**What is required**
When the line containing "Target: blue umbrella" appears in the entries below, begin printing there and stop after the line containing "Return one point per instance of the free"; print each of those lines exactly and no other line.

Stored data entries
####################
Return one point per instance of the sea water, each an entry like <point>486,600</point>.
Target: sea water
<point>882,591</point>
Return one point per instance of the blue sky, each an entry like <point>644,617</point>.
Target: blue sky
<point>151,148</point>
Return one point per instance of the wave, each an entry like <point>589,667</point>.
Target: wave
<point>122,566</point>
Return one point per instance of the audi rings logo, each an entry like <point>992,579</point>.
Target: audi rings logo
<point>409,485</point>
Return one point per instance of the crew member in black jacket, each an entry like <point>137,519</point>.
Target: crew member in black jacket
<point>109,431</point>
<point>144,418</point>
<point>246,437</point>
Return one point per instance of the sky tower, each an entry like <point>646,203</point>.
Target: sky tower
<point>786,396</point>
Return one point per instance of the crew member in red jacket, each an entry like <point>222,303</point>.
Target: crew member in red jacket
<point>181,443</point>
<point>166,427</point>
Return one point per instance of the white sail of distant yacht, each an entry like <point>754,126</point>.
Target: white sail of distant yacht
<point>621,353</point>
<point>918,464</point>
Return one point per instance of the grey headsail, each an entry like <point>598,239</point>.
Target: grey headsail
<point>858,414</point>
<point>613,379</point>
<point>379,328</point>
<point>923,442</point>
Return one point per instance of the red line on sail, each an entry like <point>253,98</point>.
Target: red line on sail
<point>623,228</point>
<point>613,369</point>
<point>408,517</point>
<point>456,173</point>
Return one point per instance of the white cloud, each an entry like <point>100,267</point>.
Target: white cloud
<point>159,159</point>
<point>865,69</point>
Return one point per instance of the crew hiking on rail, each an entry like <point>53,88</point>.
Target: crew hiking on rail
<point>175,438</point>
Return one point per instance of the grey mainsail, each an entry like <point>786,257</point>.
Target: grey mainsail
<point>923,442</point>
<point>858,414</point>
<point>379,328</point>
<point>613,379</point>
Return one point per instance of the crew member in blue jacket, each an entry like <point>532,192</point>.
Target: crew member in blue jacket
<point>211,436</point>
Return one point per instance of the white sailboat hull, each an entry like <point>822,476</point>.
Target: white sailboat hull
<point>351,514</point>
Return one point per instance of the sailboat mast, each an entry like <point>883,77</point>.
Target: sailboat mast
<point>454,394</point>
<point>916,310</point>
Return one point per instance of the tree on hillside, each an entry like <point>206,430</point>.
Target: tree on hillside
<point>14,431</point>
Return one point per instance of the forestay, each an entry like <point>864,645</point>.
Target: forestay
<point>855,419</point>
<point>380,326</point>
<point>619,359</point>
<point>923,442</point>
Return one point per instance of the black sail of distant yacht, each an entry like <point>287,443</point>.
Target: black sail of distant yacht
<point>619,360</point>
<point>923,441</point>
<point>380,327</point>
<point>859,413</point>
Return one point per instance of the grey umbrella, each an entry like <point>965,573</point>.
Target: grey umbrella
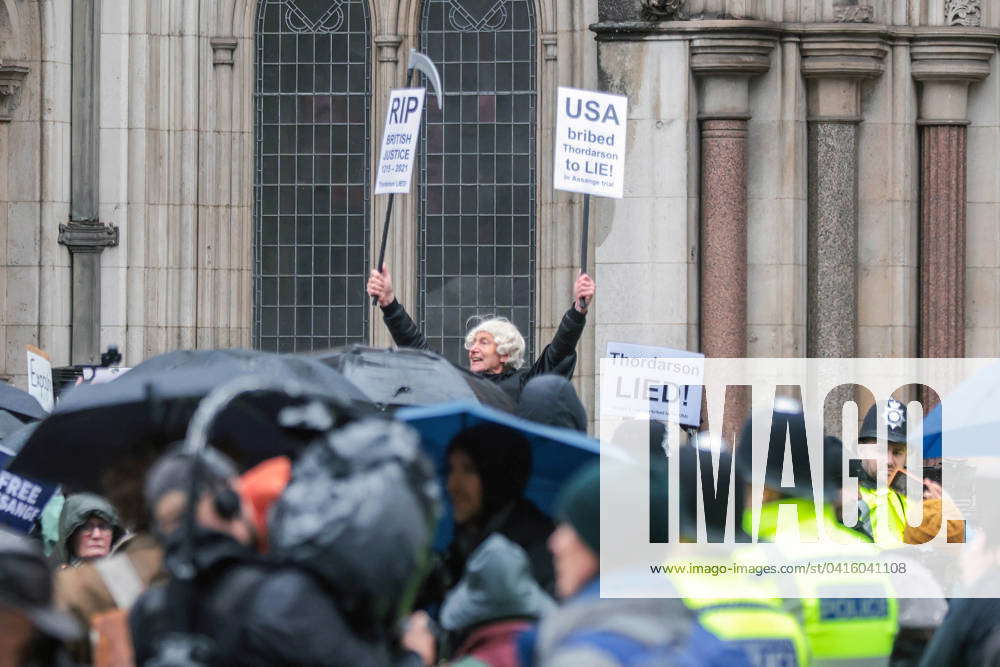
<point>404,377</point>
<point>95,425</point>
####################
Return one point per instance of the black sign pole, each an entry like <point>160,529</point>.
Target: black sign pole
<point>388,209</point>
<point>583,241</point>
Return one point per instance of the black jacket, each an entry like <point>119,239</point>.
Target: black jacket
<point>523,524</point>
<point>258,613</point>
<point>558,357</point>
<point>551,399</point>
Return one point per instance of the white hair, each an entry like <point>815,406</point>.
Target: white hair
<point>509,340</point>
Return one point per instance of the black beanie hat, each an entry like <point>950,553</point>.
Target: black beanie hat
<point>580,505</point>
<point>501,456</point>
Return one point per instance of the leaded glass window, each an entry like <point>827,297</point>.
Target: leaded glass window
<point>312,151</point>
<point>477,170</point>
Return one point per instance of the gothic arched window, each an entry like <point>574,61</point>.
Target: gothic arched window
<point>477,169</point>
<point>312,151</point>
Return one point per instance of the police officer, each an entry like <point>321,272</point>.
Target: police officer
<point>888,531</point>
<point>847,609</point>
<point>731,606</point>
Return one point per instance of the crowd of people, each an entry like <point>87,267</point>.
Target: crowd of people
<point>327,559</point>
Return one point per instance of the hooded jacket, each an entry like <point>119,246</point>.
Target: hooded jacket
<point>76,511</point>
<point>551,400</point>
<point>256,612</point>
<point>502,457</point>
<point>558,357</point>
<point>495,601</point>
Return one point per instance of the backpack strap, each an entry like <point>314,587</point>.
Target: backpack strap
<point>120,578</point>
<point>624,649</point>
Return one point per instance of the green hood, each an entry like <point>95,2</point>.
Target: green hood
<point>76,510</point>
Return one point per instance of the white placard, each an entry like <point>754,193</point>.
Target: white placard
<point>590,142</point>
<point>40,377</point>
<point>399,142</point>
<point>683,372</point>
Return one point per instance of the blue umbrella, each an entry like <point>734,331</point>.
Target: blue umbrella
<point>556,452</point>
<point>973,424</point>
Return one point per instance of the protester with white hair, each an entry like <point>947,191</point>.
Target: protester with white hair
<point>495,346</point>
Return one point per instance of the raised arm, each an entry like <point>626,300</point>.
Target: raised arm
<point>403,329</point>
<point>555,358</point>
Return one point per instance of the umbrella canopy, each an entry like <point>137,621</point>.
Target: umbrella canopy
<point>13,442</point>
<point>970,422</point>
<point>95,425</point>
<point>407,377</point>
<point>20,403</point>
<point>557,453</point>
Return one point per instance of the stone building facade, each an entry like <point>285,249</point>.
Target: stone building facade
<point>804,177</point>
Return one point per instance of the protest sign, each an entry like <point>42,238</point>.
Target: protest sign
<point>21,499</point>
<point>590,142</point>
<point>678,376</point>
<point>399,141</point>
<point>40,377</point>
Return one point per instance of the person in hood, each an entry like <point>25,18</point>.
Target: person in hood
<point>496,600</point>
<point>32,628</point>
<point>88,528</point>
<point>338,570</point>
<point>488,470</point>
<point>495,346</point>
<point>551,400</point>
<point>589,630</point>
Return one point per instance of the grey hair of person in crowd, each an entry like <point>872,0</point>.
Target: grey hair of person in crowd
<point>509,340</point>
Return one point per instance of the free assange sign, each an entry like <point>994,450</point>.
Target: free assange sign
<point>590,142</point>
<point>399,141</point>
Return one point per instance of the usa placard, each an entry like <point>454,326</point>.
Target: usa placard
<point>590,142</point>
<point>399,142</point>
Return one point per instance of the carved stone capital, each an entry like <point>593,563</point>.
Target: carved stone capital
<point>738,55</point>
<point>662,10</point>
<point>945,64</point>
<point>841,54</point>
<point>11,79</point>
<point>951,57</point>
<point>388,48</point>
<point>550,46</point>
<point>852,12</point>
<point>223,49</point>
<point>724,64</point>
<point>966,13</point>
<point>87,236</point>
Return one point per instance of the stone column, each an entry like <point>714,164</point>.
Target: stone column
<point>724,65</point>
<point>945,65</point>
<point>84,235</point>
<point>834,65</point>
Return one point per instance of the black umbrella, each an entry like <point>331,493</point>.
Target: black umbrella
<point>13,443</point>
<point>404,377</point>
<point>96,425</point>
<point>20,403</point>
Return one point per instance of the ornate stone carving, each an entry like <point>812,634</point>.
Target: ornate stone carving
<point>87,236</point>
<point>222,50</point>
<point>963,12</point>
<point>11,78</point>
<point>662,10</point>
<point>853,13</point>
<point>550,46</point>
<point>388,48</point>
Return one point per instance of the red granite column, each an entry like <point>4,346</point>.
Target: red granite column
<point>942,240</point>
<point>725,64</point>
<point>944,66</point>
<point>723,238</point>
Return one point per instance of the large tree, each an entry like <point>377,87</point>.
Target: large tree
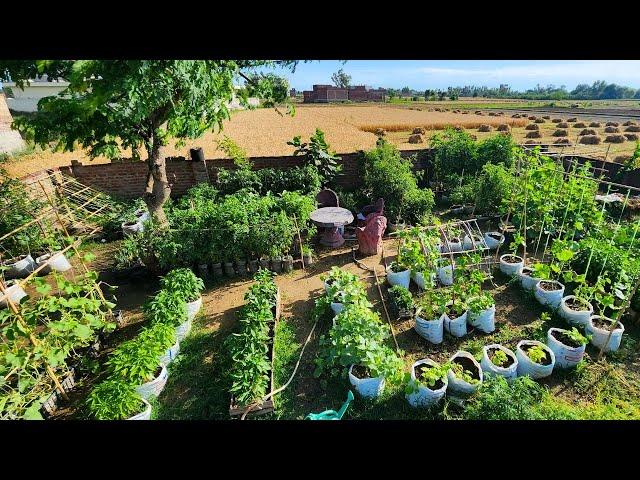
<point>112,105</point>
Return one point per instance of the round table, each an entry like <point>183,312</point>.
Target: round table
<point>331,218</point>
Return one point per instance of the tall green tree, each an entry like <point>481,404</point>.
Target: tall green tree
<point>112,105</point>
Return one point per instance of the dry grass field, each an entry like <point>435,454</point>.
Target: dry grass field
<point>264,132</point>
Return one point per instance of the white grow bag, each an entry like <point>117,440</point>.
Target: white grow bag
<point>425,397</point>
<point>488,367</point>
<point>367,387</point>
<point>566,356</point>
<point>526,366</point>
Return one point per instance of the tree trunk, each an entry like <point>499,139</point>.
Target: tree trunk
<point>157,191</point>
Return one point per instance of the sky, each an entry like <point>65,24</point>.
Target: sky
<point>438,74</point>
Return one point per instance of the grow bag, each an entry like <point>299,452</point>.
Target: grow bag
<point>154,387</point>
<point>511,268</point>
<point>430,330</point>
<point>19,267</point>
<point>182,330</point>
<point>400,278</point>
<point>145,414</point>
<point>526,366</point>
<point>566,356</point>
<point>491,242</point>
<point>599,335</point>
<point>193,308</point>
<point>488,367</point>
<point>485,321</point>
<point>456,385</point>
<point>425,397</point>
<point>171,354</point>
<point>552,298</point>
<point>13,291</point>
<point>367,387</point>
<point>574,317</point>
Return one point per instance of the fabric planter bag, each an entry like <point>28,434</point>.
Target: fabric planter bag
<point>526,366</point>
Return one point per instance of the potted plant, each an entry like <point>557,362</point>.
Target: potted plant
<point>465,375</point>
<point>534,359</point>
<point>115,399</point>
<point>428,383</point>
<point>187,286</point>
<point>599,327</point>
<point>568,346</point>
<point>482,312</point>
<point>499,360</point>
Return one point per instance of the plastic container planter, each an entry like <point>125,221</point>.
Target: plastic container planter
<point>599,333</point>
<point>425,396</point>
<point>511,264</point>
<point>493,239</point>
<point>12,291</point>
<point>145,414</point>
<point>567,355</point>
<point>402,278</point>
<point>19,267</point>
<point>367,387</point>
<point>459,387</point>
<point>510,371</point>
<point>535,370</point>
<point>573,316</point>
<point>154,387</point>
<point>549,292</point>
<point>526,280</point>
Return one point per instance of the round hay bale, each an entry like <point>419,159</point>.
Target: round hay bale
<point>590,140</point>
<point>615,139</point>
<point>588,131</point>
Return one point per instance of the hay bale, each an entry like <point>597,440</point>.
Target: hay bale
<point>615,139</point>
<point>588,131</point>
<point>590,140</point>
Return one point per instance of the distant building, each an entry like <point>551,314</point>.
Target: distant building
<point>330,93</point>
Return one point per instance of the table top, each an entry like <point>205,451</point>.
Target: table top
####################
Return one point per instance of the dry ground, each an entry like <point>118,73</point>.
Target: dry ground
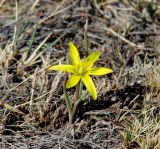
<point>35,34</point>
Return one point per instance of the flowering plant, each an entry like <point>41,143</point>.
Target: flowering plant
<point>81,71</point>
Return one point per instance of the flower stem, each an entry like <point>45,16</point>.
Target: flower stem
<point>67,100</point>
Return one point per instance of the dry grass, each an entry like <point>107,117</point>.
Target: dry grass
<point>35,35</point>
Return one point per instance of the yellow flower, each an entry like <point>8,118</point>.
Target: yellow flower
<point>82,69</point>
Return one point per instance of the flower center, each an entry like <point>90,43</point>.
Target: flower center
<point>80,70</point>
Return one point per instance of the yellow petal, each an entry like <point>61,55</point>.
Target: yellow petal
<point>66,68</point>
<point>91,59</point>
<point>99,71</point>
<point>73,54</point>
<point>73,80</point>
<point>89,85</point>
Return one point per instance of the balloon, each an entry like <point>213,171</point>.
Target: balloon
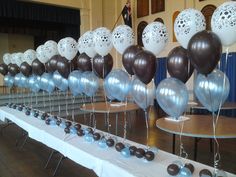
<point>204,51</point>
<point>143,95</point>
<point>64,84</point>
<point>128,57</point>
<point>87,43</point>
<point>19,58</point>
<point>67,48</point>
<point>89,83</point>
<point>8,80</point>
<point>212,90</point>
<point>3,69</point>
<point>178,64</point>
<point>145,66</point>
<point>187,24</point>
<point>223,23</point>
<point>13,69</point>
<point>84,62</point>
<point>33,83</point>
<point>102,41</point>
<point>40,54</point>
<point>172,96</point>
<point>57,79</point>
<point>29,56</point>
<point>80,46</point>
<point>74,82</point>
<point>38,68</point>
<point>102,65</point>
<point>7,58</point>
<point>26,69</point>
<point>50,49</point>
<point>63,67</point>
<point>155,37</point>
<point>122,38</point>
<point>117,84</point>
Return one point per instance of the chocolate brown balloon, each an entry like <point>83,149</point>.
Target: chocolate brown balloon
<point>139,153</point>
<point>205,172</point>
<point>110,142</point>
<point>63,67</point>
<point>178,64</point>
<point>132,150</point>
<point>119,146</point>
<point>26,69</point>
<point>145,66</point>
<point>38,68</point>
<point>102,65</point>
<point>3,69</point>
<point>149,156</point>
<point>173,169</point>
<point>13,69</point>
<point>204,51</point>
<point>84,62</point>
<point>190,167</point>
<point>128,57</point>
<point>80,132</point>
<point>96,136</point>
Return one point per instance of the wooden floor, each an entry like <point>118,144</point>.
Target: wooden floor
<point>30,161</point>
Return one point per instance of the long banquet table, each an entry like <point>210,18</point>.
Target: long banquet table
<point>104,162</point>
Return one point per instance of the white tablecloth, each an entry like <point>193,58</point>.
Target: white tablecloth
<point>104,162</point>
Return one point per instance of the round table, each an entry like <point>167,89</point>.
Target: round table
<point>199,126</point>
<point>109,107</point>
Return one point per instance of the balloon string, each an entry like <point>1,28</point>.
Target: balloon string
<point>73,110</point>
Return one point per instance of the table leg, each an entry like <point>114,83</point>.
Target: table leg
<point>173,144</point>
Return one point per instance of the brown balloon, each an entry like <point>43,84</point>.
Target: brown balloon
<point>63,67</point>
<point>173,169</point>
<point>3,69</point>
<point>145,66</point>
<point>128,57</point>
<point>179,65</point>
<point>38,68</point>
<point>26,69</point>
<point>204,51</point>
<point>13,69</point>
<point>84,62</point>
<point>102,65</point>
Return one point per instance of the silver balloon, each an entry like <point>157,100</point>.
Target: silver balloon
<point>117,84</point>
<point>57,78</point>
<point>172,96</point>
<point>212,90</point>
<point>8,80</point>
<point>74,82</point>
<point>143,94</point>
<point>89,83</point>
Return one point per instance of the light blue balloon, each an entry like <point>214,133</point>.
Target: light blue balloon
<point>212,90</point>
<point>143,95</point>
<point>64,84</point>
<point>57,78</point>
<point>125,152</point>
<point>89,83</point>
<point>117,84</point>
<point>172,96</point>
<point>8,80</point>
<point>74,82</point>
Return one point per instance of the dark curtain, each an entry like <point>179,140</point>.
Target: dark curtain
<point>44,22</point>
####################
**Written response**
Target: blue umbrella
<point>556,452</point>
<point>973,424</point>
Return one point per instance of the protester with white hair, each an entry like <point>947,191</point>.
Target: protester with white hair
<point>495,346</point>
Return one point per instance of the raised arm, each an entry like <point>626,300</point>.
Target: raised arm
<point>403,329</point>
<point>555,358</point>
Return one point per instance of the umbrella canopy, each an entry like <point>137,621</point>.
Target: umbrella canopy
<point>13,442</point>
<point>970,422</point>
<point>95,425</point>
<point>407,377</point>
<point>20,403</point>
<point>557,453</point>
Return one point per instance of the stone building facade, each an entry like <point>285,249</point>.
Target: stone building facade
<point>804,177</point>
Return one point per instance of the protest sign, each an entry like <point>42,238</point>.
Target: protest sign
<point>21,499</point>
<point>590,142</point>
<point>678,376</point>
<point>399,141</point>
<point>40,377</point>
Return one point per instance of the person in hood, each an entry like <point>25,18</point>.
Target: person in hood
<point>496,600</point>
<point>32,628</point>
<point>88,528</point>
<point>338,570</point>
<point>488,470</point>
<point>495,346</point>
<point>551,400</point>
<point>589,630</point>
Return one point per instance of the grey hair of person in crowd, each an entry like <point>872,0</point>.
Target: grey hair of person in crowd
<point>509,340</point>
Return one point per instance of the free assange sign, each an entry like <point>994,450</point>.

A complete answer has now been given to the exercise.